# Module 06: Transformer Architecture

**Difficulty**: ⭐⭐⭐ Advanced  
**Estimated Time**: 150 minutes  
**Prerequisites**: [Module 05: Attention Mechanism](05_attention_mechanism.ipynb)

## Learning Objectives

By the end of this notebook, you will be able to:

1. Understand the complete Transformer architecture from "Attention is All You Need"
2. Implement multi-head attention from scratch in PyTorch
3. Understand and implement positional encoding
4. Build encoder and decoder layers with layer normalization
5. Implement a complete Transformer for sequence-to-sequence tasks
6. Understand why Transformers revolutionized NLP

## The Transformer Revolution

**"Attention is All You Need"** (Vaswani et al., 2017) changed everything.

### Why Transformers?

**Problems with RNNs**:
- Sequential processing (can't parallelize)
- Vanishing gradients for long sequences
- Limited context window

**Transformer advantages**:
- ✅ Fully parallelizable (process all positions simultaneously)
- ✅ Direct connections between any two positions
- ✅ Better at capturing long-range dependencies
- ✅ Faster training on modern hardware (GPUs/TPUs)

### Core Innovation:

**Replace recurrence with self-attention!**

- No more sequential processing
- Attention connects all positions directly
- Positional encoding adds sequence information

## Setup and Imports

In [None]:
import numpy as np
import pandas as pd
import matplotlib.pyplot as plt
import seaborn as sns
import math
import warnings
warnings.filterwarnings('ignore')

(Data entries)

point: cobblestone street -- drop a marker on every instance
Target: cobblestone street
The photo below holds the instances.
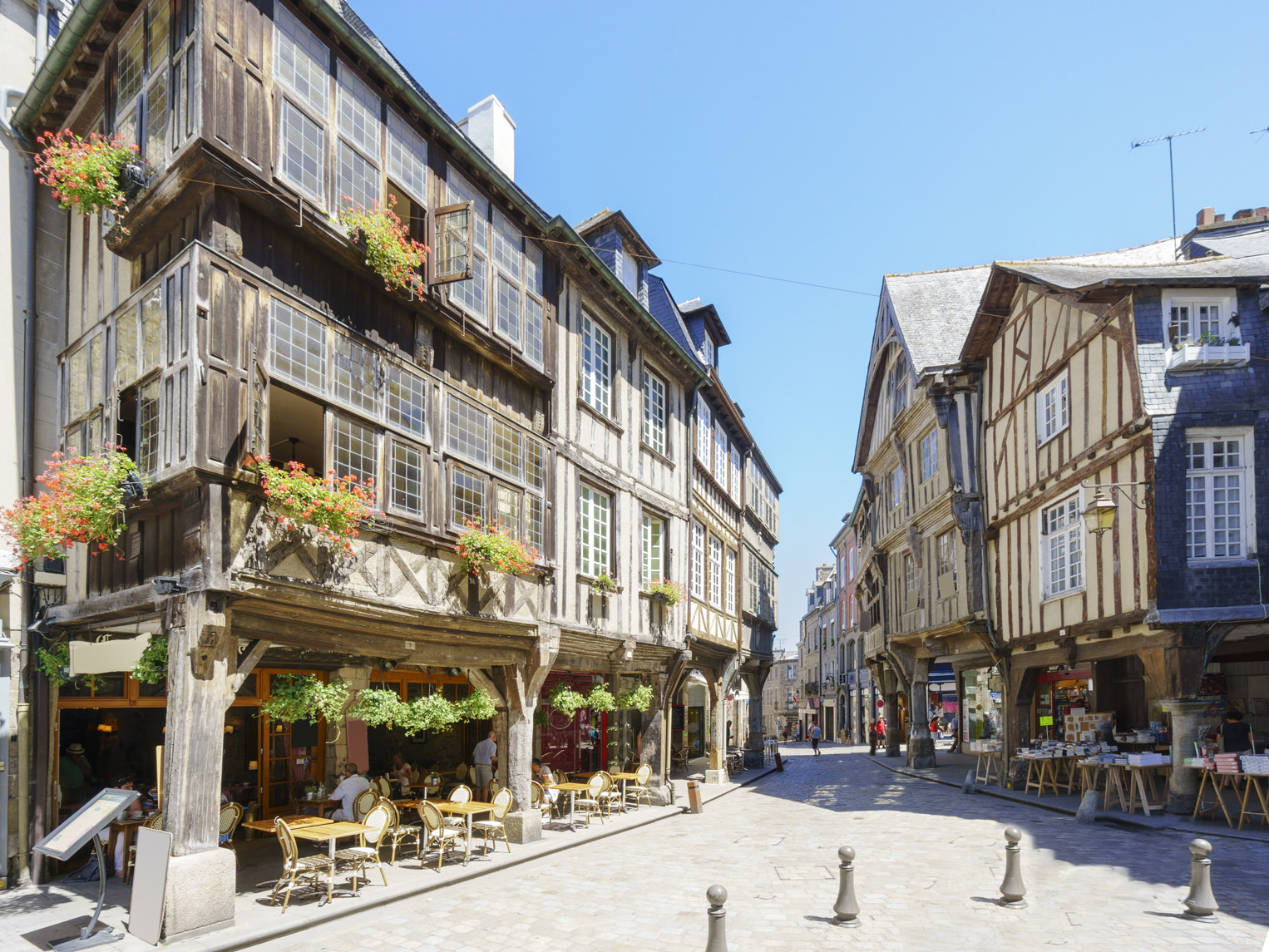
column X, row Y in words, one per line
column 929, row 863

Exercises to complete -
- a) Extract the part of the Transformer notebook that starts with the words containing "By the end of" and ends with "2017) changed everything.", copying it word for word.
- b) Pull out each line of the data entries that contains the string "street", copying those lines unchanged.
The Transformer notebook and the data entries have no connection to each other.

Task answers -
- a)
By the end of this notebook, you will be able to:

1. Understand the complete Transformer architecture from "Attention is All You Need"
2. Implement multi-head attention from scratch in PyTorch
3. Understand and implement positional encoding
4. Build encoder and decoder layers with layer normalization
5. Implement a complete Transformer for sequence-to-sequence tasks
6. Understand why Transformers revolutionized NLP

## The Transformer Revolution

**"Attention is All You Need"** (Vaswani et al., 2017) changed everything.

- b)
point: cobblestone street -- drop a marker on every instance
Target: cobblestone street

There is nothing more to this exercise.